● **DATA SHOWN**

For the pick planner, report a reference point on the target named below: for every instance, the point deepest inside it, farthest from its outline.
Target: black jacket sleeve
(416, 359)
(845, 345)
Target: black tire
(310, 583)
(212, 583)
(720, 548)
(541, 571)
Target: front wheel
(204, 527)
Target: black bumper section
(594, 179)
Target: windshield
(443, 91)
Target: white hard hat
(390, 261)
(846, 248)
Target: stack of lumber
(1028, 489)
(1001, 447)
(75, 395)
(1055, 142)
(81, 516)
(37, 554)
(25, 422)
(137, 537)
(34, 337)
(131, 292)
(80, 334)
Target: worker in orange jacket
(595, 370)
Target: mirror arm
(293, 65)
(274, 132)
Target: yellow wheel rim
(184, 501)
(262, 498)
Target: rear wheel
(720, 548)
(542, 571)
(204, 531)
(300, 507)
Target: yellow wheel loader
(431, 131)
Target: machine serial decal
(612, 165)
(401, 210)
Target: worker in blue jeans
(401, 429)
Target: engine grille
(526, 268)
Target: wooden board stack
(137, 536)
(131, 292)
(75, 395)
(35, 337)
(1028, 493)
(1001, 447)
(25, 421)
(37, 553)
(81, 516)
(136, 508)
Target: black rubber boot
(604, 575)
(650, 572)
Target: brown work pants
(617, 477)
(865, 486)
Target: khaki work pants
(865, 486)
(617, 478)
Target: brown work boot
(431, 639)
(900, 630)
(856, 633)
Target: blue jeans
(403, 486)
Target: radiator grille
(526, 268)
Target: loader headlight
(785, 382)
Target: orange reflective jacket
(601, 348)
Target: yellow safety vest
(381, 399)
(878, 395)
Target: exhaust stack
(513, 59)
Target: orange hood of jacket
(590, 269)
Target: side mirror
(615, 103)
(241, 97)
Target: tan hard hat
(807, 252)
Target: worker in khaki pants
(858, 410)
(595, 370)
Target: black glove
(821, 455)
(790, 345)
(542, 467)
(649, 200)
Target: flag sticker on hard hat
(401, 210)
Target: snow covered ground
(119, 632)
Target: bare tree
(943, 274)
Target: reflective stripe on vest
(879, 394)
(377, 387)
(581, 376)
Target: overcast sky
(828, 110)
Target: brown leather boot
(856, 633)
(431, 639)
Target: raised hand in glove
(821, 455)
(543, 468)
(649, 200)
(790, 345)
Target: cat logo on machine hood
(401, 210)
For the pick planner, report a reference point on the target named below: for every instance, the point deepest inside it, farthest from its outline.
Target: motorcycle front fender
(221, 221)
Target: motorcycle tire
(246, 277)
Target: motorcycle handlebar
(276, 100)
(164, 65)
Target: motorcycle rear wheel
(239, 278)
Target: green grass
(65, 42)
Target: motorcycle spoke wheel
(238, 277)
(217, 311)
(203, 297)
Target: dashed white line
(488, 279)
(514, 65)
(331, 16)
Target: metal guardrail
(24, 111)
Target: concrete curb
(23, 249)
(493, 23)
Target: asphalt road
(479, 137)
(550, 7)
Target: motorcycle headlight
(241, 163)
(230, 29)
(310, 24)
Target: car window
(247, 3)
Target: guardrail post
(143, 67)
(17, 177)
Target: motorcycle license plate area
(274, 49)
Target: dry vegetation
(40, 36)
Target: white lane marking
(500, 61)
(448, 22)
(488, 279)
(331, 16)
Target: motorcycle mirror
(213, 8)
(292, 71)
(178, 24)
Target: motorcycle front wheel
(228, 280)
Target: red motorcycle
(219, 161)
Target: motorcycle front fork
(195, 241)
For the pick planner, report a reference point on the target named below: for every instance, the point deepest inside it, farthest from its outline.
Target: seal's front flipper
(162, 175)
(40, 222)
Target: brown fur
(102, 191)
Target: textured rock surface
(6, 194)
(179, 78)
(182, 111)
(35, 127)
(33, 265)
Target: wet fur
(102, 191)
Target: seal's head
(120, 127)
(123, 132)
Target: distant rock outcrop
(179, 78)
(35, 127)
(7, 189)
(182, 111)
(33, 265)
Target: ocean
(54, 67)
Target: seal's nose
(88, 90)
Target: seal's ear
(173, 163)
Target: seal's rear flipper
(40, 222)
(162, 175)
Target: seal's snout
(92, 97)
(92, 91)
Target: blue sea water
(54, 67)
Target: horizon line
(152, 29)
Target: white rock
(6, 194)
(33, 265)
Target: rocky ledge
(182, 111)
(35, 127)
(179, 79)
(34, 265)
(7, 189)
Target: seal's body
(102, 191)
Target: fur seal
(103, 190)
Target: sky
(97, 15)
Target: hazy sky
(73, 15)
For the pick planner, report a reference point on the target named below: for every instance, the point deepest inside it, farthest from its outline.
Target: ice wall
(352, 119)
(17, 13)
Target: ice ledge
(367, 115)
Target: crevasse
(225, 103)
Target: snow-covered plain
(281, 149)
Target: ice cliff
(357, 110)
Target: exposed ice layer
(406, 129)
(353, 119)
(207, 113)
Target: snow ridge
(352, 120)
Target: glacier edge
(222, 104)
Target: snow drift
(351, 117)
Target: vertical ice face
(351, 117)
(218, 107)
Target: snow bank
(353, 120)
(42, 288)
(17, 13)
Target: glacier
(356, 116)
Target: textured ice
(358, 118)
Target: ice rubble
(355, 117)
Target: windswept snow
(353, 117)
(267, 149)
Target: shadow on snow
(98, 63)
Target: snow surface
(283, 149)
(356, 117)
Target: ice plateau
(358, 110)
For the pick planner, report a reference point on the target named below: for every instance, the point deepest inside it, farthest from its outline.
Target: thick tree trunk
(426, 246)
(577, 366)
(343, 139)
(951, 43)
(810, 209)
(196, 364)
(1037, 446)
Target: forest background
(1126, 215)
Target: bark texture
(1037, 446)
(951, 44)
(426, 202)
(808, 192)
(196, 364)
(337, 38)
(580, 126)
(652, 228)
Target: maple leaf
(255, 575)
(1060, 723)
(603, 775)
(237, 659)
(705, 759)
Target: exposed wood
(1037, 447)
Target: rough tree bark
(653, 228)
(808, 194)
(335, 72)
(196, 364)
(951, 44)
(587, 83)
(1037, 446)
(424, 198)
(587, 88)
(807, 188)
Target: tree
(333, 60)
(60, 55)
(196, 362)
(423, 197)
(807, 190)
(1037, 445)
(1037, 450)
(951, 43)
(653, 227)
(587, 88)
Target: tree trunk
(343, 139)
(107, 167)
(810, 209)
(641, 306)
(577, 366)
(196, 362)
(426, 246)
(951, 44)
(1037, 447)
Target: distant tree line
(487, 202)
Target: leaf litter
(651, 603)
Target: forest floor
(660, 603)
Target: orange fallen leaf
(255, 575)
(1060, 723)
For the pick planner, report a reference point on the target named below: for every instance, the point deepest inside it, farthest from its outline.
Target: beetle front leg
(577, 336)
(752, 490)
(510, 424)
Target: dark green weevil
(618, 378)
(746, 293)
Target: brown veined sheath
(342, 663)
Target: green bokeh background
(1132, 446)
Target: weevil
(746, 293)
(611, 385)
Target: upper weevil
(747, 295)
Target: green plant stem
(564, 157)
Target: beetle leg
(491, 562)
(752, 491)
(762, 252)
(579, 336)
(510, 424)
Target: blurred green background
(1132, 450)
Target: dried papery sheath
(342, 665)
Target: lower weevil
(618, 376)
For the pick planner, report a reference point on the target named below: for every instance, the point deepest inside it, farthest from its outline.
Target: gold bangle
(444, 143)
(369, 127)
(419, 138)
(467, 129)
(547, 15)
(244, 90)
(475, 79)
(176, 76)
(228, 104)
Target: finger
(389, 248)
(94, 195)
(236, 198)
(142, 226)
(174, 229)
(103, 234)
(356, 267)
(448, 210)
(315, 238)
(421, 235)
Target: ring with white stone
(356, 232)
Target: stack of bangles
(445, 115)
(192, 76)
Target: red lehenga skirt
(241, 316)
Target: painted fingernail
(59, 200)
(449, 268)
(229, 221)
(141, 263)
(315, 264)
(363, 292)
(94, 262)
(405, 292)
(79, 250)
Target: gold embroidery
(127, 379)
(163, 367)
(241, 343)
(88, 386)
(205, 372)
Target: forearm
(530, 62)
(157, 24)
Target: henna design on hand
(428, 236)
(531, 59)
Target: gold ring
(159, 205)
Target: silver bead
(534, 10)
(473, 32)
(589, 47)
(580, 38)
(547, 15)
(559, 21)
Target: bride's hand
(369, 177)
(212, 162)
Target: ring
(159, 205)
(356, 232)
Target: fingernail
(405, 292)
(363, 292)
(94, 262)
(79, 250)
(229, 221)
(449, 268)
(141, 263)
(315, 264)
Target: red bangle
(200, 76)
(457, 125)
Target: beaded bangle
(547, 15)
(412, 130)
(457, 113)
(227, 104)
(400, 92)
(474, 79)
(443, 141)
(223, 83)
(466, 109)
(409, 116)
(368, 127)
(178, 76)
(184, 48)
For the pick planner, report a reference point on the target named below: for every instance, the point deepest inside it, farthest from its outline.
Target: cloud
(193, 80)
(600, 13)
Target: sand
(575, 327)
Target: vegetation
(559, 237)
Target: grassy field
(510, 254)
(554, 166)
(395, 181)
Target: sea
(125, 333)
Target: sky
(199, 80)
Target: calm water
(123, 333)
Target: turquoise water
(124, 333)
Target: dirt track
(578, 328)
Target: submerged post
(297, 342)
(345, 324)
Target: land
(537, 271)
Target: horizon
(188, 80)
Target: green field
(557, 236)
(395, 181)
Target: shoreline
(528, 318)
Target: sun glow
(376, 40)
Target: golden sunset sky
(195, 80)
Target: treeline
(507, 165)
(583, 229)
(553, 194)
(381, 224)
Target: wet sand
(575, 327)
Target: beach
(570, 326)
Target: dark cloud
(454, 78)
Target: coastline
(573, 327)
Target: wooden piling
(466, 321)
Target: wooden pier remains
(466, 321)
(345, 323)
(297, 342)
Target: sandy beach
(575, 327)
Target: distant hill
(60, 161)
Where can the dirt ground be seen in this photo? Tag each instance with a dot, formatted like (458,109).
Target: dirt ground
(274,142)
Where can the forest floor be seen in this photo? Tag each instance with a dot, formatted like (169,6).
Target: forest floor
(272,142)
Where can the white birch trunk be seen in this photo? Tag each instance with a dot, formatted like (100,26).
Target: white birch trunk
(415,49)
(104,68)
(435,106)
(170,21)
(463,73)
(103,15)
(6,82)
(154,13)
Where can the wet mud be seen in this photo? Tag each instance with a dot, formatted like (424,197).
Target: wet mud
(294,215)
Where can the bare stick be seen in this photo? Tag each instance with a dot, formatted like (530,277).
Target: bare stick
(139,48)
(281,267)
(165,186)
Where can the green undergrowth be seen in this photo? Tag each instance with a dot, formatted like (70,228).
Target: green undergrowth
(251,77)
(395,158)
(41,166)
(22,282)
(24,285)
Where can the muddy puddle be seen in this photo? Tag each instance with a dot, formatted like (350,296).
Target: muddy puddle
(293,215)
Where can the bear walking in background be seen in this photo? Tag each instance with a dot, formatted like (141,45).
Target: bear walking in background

● **TASK DIRECTIONS**
Exactly repeat the lines from the line that contains "Where can the forest" to the end of the entries, both included, and leave out all other lines.

● **ANSWER TO THIS EXERCISE**
Where can the forest floor be seen in this photo? Tag each instance with a dot, formatted like (169,6).
Target: forest floor
(272,142)
Where can the white birch trunk be seen in this photo? Tag each instance with a dot, formatted like (100,26).
Target: white birch trunk
(415,49)
(104,68)
(435,106)
(170,21)
(463,73)
(103,15)
(6,82)
(154,13)
Where can the wet mud be seen in this photo? Tag each instance with a dot, formatted like (424,197).
Target: wet mud
(294,215)
Where can the bare stick be seen in this photo? Tag each instance with a dot, formatted like (530,277).
Target: bare stick
(139,48)
(281,267)
(165,186)
Where can the green undergrowth be seen in this photo? Tag each instance with a dot, formatted like (70,228).
Target: green undergrowth
(251,77)
(395,158)
(41,166)
(22,282)
(24,285)
Where can the muddy puddle be seen in this photo? Tag each instance with a dot, formatted like (350,296).
Target: muddy puddle
(293,215)
Where can the bear walking in background be seen in this photo? Tag each instance with a dot, formatted like (141,45).
Target: bear walking in background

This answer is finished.